◆ EXERCISE DETAILS: Rewrite each of the records below, substituting "fir tree" for every "pine tree" and leaving everything else unchanged.
[begin PROVIDED INFORMATION]
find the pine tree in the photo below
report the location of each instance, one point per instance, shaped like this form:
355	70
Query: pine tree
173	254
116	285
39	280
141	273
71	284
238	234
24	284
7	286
[end PROVIDED INFORMATION]
◆ COMPLETE RESPONSE:
find the fir tree in the photo below
report the location of each instance, one point per instance, shaped like this form:
355	70
Query: fir tree
173	254
116	285
39	280
141	273
71	284
238	234
24	284
7	286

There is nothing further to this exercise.